What you have to do: If a line in the data holds "request", copy that line out in full.

Exercise materials:
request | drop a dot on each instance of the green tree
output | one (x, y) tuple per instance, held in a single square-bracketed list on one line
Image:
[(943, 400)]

==

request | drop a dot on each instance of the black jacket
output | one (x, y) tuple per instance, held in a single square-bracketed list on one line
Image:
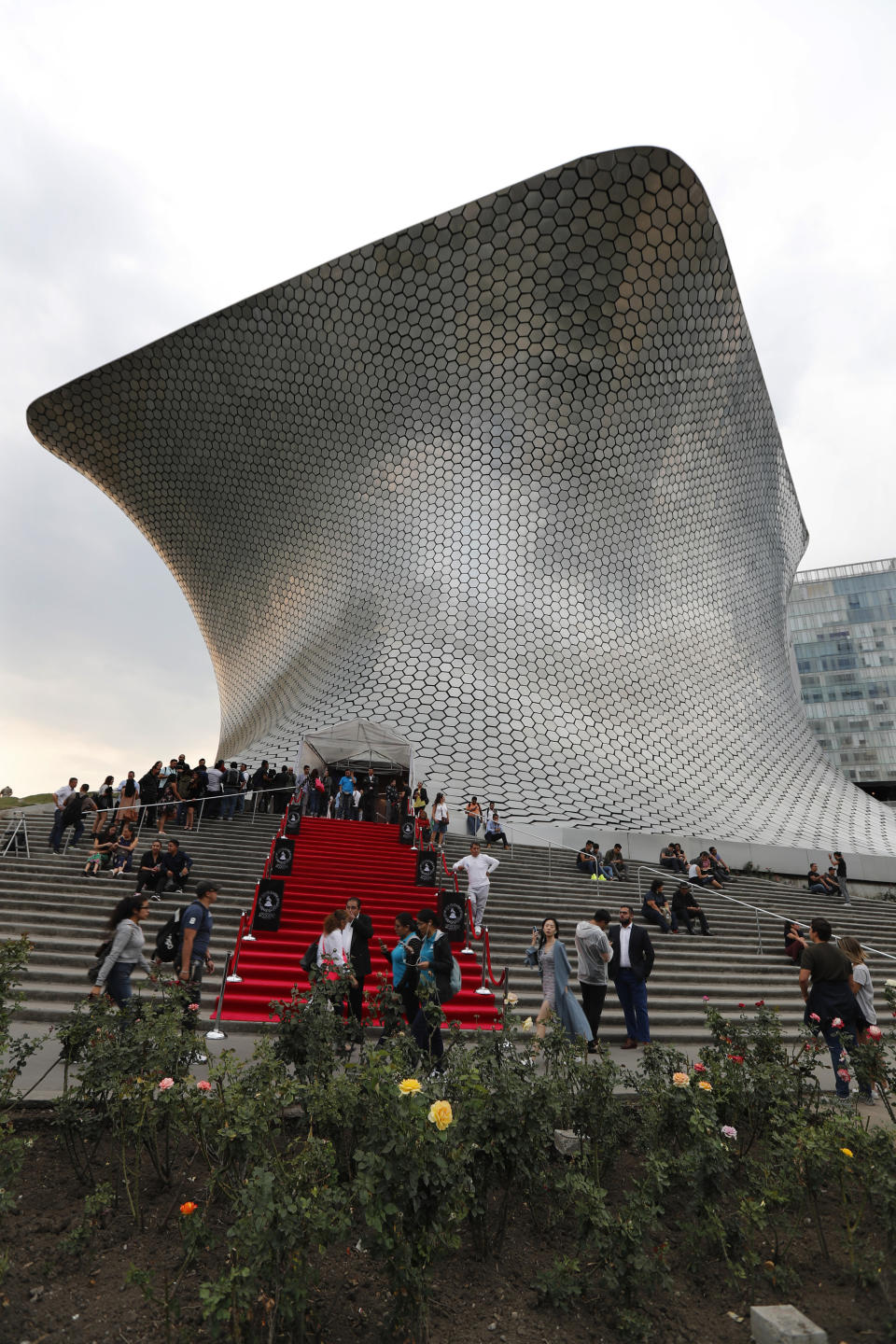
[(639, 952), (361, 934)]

==

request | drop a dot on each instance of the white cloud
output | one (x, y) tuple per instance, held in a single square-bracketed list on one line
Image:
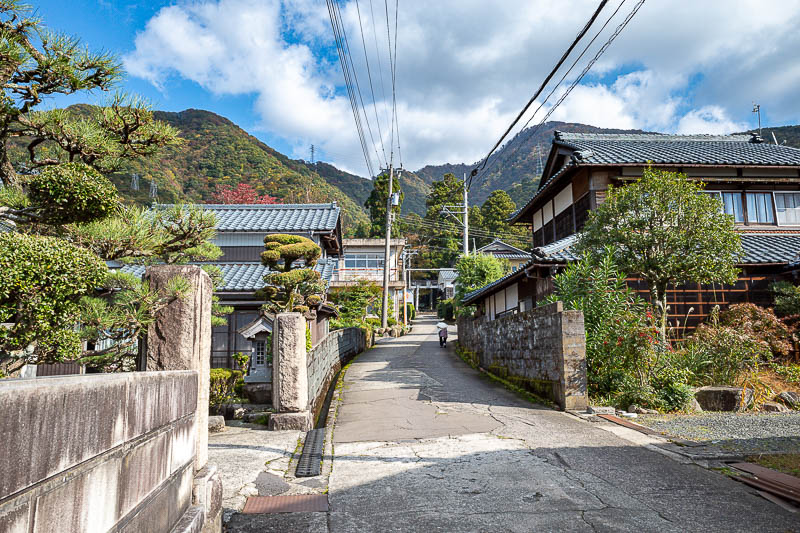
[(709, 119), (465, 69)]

Output below:
request | drop a dot on each instance of the green tree
request | drop a dot on each instance of the black jacket
request | drop a dot on each instance of the white cloud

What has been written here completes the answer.